▸ Problem description
Output the records exactly. Include every line.

(Stored data entries)
::::::::

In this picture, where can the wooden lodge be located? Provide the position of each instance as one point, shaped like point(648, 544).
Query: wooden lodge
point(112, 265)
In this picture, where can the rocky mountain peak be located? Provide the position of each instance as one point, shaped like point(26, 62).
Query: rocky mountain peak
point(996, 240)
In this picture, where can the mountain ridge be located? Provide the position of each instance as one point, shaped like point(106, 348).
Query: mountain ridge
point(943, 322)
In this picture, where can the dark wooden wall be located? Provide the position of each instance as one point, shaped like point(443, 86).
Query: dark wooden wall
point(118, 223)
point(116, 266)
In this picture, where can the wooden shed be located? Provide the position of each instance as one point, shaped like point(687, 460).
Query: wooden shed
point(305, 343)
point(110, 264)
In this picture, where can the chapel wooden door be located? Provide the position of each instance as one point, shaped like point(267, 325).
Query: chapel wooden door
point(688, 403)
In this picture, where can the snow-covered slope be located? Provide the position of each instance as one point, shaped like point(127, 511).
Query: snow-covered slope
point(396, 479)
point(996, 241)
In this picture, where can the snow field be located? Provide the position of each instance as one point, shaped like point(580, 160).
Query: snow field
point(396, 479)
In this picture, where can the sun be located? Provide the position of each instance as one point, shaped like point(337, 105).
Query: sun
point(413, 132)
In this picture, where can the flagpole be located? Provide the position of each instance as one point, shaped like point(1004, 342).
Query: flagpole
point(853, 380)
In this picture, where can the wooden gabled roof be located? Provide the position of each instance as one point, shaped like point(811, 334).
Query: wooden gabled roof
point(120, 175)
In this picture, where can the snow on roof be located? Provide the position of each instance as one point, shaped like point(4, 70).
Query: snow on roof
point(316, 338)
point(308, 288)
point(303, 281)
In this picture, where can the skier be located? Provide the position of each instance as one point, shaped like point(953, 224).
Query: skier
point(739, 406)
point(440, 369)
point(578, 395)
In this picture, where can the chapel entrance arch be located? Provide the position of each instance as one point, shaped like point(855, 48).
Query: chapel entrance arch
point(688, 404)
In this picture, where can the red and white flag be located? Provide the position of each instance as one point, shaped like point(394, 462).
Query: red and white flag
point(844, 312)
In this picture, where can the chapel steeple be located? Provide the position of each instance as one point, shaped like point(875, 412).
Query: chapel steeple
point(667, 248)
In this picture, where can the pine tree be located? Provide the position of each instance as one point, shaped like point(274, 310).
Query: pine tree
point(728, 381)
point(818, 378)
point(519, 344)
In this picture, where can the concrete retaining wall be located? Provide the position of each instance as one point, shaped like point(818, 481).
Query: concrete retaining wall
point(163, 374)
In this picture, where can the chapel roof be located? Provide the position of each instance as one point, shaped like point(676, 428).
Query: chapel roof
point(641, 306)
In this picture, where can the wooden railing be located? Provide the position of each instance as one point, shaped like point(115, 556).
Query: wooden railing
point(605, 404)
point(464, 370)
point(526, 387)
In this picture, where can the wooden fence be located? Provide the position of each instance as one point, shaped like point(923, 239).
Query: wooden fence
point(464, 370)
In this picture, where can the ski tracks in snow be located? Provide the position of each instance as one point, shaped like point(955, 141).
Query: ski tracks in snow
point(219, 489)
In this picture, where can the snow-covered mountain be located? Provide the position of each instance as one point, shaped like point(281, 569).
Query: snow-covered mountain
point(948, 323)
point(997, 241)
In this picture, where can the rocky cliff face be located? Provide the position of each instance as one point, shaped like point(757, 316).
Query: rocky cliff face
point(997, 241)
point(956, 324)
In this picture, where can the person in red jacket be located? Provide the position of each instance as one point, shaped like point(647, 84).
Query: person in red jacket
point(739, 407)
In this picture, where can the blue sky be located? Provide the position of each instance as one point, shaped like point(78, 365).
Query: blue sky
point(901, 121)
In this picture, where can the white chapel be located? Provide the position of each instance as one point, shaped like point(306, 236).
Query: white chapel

::::::::

▸ Output of the exercise
In this picture, where can the wooden lodge be located? Provide the position of each instance as one point, shaped like point(648, 544).
Query: wooden lodge
point(112, 265)
In this picture, where can the rocky mountain peak be located? Provide the position of each instance as one point, shaped like point(26, 62).
Query: rocky mountain peak
point(996, 240)
In this picture, where can the mountain ridge be located? Provide the position of each instance as one point, shaped like point(106, 348).
Query: mountain ridge
point(943, 322)
In this picture, where can the dark wooden wall be located? Provide the position of each instance as one point, shaped like point(443, 86).
Query: dark wooden wall
point(118, 223)
point(116, 266)
In this picture, where can the wooden shed be located? Provide the position of each instance as one point, shaped like point(687, 460).
Query: wooden shed
point(305, 343)
point(110, 264)
In this picture, where can the chapel wooden door be located? Provide the position of each instance as one point, shaped like point(267, 325).
Query: chapel wooden door
point(688, 403)
In this picture, where can the snow-covered slope be located? Provide the position of each instance as one point, shaped like point(127, 511).
Query: snow-covered slope
point(396, 479)
point(996, 241)
In this picture, where can the snow field be located? Provide the position of each instance as one point, shaped like point(580, 160).
Query: snow field
point(396, 479)
In this picture, where can the sun be located? Provide the position of each instance as one point, shaped like point(337, 105).
Query: sun
point(413, 132)
In this picture, where can the flagpole be located? Provide the position of each instance as one point, shaped like point(1004, 342).
Query: flagpole
point(853, 380)
In this picture, where can the wooden gabled roof be located? Provide the position of each instance as one point, shaped like point(811, 334).
Query: wooden gabled roof
point(120, 175)
In this picture, where can the snow on roof be located? Provide the position of each instance as one point, shaped like point(4, 70).
Query: snow on roof
point(316, 338)
point(308, 288)
point(303, 281)
In this picture, where can the skier be located? Provide the position of each instance as one point, shaped like point(953, 224).
Query: skier
point(739, 406)
point(440, 369)
point(578, 395)
In this picture, where can the chapel entrance arch be located? Provide the position of each instance as one point, shaped like point(855, 48).
Query: chapel entrance arch
point(688, 404)
In this picture, where can the red and white flag be located? Provide the position of each instance as one point, shaped like point(394, 462).
Query: red and white flag
point(844, 312)
In this picture, where can the chapel steeple be located? Provide the position of each instance as one point, shaped like point(875, 412).
Query: chapel steeple
point(667, 248)
In this picture, where can the pine tree be located? Provide the position of each instance as one point, shaped like point(274, 310).
Query: pine tree
point(728, 381)
point(818, 378)
point(519, 344)
In this picture, where can the concrete retaining wall be located? Provide the position of each instance as one point, shaped like point(818, 481).
Query: concrete retaining wall
point(163, 374)
In this picture, where can the chapel roof be located? Provide the position of each instance as one point, shaped like point(676, 428).
Query: chapel roof
point(641, 306)
In this picture, where can the wooden railing be located? Provide the position of each instance as one point, shaped like point(115, 556).
Query: wooden railing
point(605, 404)
point(464, 370)
point(526, 387)
In this picture, where can the wooden fence be located? Provide the position of each instance as one point, shaped like point(923, 239).
Query: wooden fence
point(464, 370)
In this picture, where can the ski tracks in snow be located? Provide the position of each instance as one point, shaped like point(955, 141).
Query: ski tracks in snow
point(219, 489)
In this picture, where can the snow-covered mountain be located? Provide the position of each instance as one point, shaped like point(281, 569).
Query: snow-covered mountain
point(948, 323)
point(997, 241)
In this picture, where can the rocky cliff face be located? Provide the position of each instance as one point, shaped like point(757, 316).
Query: rocky cliff face
point(997, 241)
point(956, 324)
In this picture, where can the person in red jacket be located? Provide the position of each instance as one point, shaped like point(647, 84).
Query: person in red jacket
point(739, 407)
In this picture, where can the blue sky be located? Provide the position of each instance as one point, shaped like point(78, 365).
Query: blue sky
point(901, 121)
In this picture, where can the white chapel be located? Provide the position of each instance as one point, shaped like point(306, 236).
Query: white chapel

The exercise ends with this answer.